## Your task:
Copy each line of the material in which the word "below" appears.
<<<<
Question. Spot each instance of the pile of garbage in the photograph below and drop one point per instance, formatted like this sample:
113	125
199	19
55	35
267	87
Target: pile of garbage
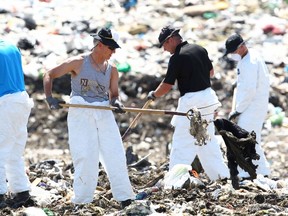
48	32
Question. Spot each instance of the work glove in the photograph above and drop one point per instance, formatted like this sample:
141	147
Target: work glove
233	115
151	96
116	103
54	103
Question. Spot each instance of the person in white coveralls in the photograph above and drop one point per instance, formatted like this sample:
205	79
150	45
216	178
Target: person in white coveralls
252	94
94	134
191	67
15	108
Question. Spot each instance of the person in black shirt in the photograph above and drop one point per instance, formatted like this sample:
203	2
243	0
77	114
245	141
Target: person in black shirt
191	67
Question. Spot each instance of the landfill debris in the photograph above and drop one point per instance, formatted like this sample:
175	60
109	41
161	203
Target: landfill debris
48	33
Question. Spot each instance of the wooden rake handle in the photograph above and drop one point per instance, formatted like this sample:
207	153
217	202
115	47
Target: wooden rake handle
134	121
127	109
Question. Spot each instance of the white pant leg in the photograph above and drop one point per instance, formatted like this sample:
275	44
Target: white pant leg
183	150
210	155
84	148
251	122
6	143
112	157
15	168
14	113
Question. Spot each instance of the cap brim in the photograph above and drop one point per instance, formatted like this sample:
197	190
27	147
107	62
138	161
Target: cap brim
231	51
108	42
172	33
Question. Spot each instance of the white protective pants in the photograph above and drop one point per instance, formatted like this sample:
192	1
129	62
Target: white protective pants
184	150
253	119
14	113
94	136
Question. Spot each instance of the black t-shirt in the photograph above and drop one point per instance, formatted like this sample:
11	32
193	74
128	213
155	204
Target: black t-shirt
190	66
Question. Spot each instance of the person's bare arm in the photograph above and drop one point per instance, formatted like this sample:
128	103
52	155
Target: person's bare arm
71	65
211	73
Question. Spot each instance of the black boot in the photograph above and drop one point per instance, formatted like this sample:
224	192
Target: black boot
20	199
3	203
125	203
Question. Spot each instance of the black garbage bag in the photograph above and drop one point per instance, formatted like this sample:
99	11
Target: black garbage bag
240	149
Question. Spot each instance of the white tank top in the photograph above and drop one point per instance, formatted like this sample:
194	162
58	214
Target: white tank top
90	84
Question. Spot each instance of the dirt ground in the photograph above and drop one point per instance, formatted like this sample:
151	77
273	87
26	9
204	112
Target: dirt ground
49	162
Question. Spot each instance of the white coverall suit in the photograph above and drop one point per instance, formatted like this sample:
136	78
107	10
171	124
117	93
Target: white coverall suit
14	113
184	149
94	136
252	98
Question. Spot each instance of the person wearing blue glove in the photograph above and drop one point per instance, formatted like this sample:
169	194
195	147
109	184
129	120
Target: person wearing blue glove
94	135
191	67
15	108
252	95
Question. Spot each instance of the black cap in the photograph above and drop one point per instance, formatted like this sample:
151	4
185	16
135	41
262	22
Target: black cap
106	37
166	33
232	43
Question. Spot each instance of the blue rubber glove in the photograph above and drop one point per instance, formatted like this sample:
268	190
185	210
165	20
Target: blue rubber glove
151	96
116	103
54	103
233	115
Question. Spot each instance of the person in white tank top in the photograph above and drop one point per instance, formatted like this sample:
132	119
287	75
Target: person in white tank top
93	134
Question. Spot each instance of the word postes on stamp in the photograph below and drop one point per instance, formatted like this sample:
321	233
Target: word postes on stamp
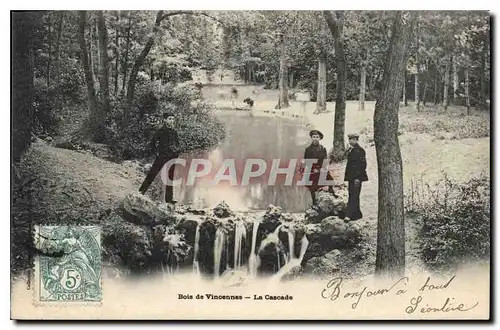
68	265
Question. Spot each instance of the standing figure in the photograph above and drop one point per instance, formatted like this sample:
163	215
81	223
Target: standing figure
316	151
165	144
355	174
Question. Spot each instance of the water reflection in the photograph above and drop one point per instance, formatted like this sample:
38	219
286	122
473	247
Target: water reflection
247	137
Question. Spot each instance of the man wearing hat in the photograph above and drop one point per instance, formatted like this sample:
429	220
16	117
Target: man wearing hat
316	151
355	174
165	144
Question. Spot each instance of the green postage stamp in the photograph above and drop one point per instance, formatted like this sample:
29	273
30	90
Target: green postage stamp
68	263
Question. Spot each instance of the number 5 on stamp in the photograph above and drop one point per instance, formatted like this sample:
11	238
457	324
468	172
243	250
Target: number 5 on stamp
68	264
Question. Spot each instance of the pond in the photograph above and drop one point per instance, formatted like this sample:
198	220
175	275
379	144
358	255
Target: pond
262	137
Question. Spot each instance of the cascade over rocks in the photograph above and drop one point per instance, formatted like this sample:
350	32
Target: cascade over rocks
327	206
145	236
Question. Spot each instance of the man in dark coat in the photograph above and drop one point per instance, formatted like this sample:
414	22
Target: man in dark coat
165	144
316	151
355	174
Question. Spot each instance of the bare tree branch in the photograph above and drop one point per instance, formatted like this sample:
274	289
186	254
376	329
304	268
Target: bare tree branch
194	13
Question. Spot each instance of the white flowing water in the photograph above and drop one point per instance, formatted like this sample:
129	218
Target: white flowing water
291	244
218	248
239	236
294	262
196	265
253	260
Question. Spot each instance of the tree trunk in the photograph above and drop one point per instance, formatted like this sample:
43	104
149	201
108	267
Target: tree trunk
321	95
117	50
482	78
93	107
90	50
424	95
22	81
405	101
335	26
138	63
417	99
362	88
127	47
467	95
58	54
455	82
98	63
390	260
104	60
283	76
436	85
49	52
446	82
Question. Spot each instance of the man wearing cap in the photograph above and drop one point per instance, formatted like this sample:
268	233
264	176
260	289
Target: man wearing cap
355	174
165	144
318	152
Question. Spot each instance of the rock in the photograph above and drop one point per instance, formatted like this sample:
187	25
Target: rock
141	210
128	243
312	216
272	218
293	274
222	210
331	233
327	205
324	266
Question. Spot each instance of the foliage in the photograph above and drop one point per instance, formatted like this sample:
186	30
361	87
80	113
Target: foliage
198	128
454	222
461	127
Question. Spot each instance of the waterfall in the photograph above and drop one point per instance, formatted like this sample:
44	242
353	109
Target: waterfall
279	261
196	265
291	244
294	262
218	247
239	235
253	260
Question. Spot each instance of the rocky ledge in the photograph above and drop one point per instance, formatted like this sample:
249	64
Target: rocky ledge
145	236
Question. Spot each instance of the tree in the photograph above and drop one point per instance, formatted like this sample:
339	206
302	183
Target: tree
446	83
390	258
22	81
104	61
321	98
139	61
335	26
89	79
283	75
>>>>
## Solution for this task:
Question. Spot each instance of the pile of garbage in the photograph below and drop one point per instance, formatted like this sample:
Question. Spot each instance of the word postes on stamp in the photograph below and drop one point per instance, formatted like this sample:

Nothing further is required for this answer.